**SOURCE PASSAGE**
┌──

Phil Hassey » tinypy

Archive for the 'tinypy' Category

64k tinypy – garbage collection is tough

Tuesday, February 5th, 2008

For giggles I tried to write a garbage collector to replace libgc in tinypy. I tried doing a tri-color incremental collector. I couldn’t get it to work, so I ended up switching it to be more of a tri-color mark and sweep collector.

The result of my mark and sweep collector was a 40% reduction in speed. I’m guessing ol’ libgc was designed with a bit more cleverness than mine 😉 Anyway, for now I’ve moved my “tgc” development into a branch of tinypy svn://www.imitationpickles.org/tinypy/branches/tgc if you want to see it in action.

Stuff to read: Memory Management Reference and libgc.

Posted in crazy, development, python, tinypy | 1 Comment »

tinypy 64k – bootstrapped!

└──

**INFORMATION SUPPLIED**
┌──

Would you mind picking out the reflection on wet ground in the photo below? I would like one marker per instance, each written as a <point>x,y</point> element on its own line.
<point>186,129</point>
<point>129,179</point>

└──

**CHALLENGES**
a: Shorten the paragraph in the tinypy blog archive that begins "The result of my mark and sweep collector" and keep its main facts.
b: Carry on the tinypy blog archive from where it stops.
The material comes from a different source than the tinypy blog archive.

**EXPECTED OUTPUTS**
a: The mark and sweep collector made tinypy 40% slower, which the writer attributes to libgc being more cleverly designed. The "tgc" work has moved to a tinypy branch at svn://www.imitationpickles.org/tinypy/branches/tgc for anyone who wants to see it run.

b:
Thursday, January 31st, 2008

So.. hey, it’s done. Basically. tinypy is a 64k implementation of a subset of python. It can bootstrap itself into a single executable that can compile python files to bytecode and run them on a VM. Thanks to everyone who gave feedback thus far on this project. Double thanks to allefant who listened to me blab about it endlessly on irc for the last month 🙂

I found all the stuff people told me about for parsing was a huge help. This article http://javascript.crockford.com/tdop/tdop.html was what I ended basing it on. It’s almost like magic, but it makes for a really simple easy to follow parser. The VM is based on stuff I read about the lua VM.

So what’s next? I need to let it sit around for a week and then I’ll do a “release” I guess. I’ve gotta pick a license or something for it (probably MIT? I’m open for suggestions.) I’m also mulling over possible names. Maybe “tinypy” .. or “wedge” .. or “cupcake” .. or “garter”. Hmmn.

Anyway – I’m sure I’ll be tweaking it a bit over time, but I’m pretty happy to have it to this point now. I probably won’t do much with it until I try making a game with it. Right now it depends on libgc for garbage collection. If someone clever out there can implement a garbage collector for it that works in like 2-4k, that’d be better. My brain is pretty spent.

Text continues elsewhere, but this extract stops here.